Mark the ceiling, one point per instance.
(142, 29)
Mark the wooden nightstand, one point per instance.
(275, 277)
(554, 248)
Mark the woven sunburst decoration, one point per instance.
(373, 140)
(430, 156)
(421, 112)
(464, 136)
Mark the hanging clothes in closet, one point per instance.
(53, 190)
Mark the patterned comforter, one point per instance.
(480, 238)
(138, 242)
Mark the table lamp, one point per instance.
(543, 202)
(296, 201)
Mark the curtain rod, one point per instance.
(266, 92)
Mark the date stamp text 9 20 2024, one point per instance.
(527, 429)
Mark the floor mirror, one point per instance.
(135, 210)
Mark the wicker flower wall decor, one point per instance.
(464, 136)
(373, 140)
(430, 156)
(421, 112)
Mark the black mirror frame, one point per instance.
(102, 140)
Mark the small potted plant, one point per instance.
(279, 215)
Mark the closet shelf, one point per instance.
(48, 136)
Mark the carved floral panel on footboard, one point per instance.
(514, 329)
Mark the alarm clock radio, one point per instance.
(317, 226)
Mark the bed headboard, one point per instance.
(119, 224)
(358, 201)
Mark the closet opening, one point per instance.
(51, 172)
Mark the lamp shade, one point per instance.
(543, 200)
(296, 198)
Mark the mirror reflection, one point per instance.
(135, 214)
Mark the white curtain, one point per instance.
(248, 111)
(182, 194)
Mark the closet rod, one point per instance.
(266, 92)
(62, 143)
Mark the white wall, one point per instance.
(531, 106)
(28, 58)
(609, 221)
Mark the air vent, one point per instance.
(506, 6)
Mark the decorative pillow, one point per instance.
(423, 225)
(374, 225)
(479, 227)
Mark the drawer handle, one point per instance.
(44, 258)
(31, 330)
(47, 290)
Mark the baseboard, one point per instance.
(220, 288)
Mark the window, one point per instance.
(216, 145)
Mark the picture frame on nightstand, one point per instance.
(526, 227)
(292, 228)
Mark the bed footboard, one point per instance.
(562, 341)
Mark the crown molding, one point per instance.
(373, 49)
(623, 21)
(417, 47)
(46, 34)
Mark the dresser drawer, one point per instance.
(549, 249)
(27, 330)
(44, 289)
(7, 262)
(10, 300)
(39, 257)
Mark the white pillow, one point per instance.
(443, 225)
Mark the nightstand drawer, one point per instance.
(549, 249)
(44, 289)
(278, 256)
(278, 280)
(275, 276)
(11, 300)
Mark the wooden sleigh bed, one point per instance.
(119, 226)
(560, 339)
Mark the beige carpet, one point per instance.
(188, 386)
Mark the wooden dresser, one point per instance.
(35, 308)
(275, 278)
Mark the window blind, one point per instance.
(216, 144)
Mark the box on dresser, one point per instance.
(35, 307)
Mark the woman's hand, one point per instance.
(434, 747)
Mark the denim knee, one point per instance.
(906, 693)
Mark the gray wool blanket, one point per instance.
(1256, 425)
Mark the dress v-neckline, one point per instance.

--------------------------------

• _Consigne_
Recopiez les lignes de la liste, de celle qui contient « Mark the gray » jusqu'à la fin de la liste incluse, en substituant « cotton » à « wool » et sans rien modifier d'autre.

• _Solution_
Mark the gray cotton blanket, one point per instance.
(1256, 425)
Mark the dress v-neckline, one point per instance.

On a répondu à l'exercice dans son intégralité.